[What you have to do] Copy out only those lines running from the line with "Class, indicate each instance of the wood-style" to the end of the listing, keeping each one exactly as it is.

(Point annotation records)
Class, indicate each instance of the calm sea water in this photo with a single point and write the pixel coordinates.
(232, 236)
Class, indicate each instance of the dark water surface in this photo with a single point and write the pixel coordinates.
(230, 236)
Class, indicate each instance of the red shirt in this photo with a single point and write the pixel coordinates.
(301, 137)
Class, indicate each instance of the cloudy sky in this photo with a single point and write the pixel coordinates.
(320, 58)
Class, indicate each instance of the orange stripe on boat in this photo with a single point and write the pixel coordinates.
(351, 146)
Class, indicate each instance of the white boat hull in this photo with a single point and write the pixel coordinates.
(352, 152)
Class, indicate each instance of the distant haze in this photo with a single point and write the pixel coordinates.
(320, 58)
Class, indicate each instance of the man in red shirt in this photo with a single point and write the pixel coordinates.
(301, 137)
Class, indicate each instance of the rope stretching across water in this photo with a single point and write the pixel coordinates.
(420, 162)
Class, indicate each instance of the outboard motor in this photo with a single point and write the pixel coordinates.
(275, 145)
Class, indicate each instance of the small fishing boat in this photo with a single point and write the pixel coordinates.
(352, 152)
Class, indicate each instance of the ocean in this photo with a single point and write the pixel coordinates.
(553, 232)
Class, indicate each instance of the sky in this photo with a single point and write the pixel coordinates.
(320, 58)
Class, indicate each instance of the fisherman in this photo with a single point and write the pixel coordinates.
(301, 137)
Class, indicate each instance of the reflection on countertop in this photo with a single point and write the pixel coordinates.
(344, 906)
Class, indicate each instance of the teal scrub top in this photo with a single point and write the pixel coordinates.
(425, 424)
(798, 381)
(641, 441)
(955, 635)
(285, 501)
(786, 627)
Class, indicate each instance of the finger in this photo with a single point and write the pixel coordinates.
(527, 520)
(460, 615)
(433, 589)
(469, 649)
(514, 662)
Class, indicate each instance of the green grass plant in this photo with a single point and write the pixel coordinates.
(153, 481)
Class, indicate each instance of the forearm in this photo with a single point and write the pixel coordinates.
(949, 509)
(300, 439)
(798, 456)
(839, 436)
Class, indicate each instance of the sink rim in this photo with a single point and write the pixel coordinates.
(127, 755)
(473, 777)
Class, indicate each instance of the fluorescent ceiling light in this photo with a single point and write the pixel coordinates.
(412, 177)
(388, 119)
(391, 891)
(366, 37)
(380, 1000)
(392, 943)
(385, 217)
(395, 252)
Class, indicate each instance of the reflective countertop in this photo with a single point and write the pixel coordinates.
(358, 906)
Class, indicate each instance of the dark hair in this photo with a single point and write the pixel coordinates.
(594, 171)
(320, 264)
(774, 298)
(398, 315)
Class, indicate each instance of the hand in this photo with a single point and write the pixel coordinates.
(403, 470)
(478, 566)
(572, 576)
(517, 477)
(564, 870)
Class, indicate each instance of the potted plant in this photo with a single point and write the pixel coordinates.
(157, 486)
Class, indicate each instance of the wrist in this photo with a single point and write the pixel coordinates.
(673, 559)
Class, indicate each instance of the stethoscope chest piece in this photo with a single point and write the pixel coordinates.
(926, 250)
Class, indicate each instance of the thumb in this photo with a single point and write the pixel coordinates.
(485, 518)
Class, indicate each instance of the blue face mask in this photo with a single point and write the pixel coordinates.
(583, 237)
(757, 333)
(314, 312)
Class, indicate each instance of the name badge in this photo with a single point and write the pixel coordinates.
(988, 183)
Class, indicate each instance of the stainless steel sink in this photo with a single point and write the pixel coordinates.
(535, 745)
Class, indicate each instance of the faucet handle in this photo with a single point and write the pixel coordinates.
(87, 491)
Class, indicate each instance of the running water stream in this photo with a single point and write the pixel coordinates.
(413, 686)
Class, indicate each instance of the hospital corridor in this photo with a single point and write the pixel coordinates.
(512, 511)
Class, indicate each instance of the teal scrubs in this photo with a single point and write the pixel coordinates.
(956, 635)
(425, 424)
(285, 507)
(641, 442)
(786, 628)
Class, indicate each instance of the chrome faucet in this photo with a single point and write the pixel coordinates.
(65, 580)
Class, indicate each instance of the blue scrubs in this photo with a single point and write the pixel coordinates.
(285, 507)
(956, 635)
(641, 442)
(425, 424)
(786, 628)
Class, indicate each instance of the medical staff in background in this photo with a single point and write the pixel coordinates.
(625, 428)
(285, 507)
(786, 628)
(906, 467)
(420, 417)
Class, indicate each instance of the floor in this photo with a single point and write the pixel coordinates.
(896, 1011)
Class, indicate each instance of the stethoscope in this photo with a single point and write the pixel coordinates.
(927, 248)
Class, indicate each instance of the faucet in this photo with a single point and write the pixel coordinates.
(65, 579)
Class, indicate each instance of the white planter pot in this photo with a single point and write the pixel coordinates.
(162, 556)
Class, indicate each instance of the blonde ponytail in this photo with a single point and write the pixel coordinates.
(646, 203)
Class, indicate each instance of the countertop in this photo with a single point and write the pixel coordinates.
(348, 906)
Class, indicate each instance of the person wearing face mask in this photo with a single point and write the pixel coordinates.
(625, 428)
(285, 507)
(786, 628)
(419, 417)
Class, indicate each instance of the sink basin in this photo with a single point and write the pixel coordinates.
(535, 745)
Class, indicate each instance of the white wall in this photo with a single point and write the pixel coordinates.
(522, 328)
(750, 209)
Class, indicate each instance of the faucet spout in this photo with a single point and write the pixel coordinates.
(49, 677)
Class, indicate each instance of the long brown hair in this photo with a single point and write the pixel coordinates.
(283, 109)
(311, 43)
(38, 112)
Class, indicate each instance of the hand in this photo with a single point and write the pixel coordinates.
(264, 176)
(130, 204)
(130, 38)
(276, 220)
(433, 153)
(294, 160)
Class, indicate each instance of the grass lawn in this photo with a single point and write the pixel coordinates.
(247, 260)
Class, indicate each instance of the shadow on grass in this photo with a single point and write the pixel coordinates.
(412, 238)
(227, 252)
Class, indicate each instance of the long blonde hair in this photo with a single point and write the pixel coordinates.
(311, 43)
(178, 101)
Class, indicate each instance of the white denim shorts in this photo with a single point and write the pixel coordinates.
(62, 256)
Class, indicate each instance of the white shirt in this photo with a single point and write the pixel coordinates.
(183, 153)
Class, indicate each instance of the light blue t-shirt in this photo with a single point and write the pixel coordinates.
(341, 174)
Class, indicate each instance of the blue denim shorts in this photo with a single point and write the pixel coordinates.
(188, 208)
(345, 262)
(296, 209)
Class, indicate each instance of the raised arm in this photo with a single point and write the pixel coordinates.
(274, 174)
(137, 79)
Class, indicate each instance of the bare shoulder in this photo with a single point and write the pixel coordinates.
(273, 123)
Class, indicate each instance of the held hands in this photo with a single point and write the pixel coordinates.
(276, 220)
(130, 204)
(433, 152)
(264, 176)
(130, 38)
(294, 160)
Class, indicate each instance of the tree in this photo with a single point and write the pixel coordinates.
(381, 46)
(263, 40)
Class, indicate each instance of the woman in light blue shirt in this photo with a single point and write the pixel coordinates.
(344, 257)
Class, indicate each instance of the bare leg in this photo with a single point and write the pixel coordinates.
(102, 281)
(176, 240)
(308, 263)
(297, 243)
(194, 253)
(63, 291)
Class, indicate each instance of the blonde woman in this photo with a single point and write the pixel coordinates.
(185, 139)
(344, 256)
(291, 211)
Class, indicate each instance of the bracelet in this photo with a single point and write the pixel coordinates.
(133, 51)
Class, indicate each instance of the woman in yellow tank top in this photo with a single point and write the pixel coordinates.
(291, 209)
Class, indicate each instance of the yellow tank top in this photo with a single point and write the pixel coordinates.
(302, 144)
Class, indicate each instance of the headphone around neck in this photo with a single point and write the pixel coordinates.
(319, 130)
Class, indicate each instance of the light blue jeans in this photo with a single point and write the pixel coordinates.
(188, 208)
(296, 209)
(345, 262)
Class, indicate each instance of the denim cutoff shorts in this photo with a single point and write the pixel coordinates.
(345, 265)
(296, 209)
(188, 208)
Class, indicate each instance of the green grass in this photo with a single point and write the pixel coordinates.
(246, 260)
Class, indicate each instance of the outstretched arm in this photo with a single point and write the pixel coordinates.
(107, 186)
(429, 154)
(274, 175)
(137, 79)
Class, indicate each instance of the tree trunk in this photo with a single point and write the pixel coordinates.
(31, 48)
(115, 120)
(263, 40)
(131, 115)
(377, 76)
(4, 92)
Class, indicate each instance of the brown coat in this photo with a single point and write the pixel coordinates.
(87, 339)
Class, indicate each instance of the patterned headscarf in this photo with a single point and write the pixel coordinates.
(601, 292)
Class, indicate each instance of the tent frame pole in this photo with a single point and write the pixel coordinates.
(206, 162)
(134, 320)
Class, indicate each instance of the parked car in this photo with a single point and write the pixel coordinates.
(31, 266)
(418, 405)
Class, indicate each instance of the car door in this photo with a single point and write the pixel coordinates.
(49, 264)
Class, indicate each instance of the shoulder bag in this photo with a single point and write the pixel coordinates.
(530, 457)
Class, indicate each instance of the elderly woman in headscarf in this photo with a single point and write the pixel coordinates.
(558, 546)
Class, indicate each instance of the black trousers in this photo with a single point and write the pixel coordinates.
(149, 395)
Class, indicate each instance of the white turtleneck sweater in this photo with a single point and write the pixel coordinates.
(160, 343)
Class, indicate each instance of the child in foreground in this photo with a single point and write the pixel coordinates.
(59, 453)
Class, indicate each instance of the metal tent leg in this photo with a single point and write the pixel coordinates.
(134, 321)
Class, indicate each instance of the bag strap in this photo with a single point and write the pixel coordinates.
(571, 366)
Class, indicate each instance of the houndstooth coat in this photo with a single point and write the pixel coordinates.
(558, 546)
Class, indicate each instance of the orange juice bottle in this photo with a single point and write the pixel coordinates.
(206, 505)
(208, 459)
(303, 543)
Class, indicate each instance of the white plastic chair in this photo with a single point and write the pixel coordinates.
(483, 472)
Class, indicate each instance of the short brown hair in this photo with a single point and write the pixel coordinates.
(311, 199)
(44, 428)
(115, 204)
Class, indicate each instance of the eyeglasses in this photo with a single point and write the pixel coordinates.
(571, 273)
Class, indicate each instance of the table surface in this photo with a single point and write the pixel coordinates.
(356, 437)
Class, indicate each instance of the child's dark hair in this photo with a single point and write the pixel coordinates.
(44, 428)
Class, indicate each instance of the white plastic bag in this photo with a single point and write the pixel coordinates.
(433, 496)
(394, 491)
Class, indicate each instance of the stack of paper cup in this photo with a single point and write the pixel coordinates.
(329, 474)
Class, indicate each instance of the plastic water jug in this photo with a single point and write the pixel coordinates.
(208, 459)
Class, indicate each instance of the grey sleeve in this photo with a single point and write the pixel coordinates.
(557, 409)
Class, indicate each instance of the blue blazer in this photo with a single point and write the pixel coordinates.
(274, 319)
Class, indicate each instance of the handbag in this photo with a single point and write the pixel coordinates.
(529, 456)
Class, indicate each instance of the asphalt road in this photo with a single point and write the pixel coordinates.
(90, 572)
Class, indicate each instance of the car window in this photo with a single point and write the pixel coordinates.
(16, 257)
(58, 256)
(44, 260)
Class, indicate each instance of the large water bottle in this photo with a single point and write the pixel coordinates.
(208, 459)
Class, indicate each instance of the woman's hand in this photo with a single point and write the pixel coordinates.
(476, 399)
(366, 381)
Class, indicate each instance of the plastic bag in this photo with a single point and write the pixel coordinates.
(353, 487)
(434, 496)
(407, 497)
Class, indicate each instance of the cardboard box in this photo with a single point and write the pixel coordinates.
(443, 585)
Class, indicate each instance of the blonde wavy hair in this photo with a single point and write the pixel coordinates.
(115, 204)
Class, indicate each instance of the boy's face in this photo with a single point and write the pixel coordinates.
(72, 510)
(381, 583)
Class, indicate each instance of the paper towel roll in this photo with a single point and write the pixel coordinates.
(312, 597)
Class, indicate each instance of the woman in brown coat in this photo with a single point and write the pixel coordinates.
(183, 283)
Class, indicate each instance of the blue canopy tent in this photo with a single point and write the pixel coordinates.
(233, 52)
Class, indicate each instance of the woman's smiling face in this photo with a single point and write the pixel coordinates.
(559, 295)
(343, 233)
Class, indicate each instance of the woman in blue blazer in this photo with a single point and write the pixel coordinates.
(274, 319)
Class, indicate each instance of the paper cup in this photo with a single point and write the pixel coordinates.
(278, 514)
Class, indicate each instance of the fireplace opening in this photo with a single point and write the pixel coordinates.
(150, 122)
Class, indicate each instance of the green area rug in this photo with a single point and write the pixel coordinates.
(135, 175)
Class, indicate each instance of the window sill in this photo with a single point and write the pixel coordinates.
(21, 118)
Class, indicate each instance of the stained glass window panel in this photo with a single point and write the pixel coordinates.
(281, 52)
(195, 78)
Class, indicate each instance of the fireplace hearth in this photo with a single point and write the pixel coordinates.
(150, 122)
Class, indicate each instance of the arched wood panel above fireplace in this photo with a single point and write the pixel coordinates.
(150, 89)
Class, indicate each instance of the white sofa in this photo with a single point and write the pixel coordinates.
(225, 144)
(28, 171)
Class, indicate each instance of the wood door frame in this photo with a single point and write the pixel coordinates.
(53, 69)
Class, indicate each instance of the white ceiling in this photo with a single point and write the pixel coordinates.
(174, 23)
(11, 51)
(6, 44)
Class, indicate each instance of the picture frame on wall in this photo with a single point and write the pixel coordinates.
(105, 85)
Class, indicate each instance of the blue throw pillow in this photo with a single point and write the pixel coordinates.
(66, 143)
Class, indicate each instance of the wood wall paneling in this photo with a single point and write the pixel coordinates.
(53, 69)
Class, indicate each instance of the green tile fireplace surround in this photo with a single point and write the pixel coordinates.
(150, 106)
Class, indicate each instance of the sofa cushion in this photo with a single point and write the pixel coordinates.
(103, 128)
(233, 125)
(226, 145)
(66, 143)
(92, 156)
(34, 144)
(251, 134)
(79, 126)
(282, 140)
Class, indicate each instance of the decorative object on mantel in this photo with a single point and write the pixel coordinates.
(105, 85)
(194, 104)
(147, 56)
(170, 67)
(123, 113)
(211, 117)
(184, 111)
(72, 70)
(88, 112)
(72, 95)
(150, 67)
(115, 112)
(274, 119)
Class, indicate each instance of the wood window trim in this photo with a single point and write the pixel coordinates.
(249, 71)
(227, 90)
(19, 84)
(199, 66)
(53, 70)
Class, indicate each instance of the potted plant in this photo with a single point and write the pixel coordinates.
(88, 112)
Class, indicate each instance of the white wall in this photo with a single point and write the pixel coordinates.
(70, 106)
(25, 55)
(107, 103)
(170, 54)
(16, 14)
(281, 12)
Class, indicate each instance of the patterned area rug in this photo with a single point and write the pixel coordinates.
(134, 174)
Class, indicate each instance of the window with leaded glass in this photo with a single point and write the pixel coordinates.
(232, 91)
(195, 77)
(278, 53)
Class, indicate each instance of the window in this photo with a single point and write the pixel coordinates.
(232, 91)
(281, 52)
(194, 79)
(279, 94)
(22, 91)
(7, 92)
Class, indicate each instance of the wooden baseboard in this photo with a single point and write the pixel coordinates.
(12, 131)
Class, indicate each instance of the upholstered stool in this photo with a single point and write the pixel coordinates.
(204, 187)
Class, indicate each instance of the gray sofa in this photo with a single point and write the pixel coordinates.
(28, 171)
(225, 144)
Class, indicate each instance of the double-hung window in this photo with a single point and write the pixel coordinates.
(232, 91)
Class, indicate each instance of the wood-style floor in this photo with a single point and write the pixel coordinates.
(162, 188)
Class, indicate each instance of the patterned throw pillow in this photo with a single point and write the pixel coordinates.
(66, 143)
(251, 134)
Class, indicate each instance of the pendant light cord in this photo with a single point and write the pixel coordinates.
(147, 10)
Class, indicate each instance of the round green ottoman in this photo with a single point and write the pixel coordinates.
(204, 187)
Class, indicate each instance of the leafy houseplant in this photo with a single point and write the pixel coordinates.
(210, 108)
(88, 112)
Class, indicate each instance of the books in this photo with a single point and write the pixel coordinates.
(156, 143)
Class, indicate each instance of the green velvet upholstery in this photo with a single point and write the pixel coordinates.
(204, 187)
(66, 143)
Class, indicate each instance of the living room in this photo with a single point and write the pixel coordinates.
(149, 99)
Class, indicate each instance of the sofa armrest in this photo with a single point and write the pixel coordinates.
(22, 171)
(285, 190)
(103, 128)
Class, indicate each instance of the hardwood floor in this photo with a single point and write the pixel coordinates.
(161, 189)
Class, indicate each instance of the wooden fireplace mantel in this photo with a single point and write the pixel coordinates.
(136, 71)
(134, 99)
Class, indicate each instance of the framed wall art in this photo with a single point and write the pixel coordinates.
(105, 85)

[Task result]
Class, indicate each instance of the wood-style floor in this photo with a single point and write the pixel coordinates.
(162, 188)
Class, indicate each instance of the patterned throw pillow in this photo with a single point and write the pixel coordinates.
(66, 143)
(251, 134)
Class, indicate each instance of the pendant light cord in this photo with a single point and write the pixel coordinates.
(147, 10)
Class, indicate each instance of the round green ottoman in this photo with a single point and write the pixel coordinates.
(204, 187)
Class, indicate each instance of the leafy houseplant in this photo with a single point and write the pixel coordinates.
(210, 108)
(88, 112)
Class, indicate each instance of the books in this photo with a single point and write the pixel coordinates.
(156, 143)
Class, indicate each instance of the green velvet upholstery in this photo with a single point and write the pixel coordinates.
(204, 187)
(66, 143)
Class, indicate each instance of the living room in this photo with a single point and write the pixel coordinates.
(149, 99)
Class, indicate each instance of the sofa armrest in this photo with a single point and write the pixel coordinates.
(22, 171)
(285, 190)
(103, 128)
Class, indicate each instance of the hardwood floor in this photo with a single point and write the pixel coordinates.
(161, 189)
Class, indicate each instance of the wooden fireplace mantel in this photo with a single point and write the pixel coordinates.
(136, 71)
(134, 99)
Class, indicate each instance of the framed wall art in this photo with a single point and write the pixel coordinates.
(105, 85)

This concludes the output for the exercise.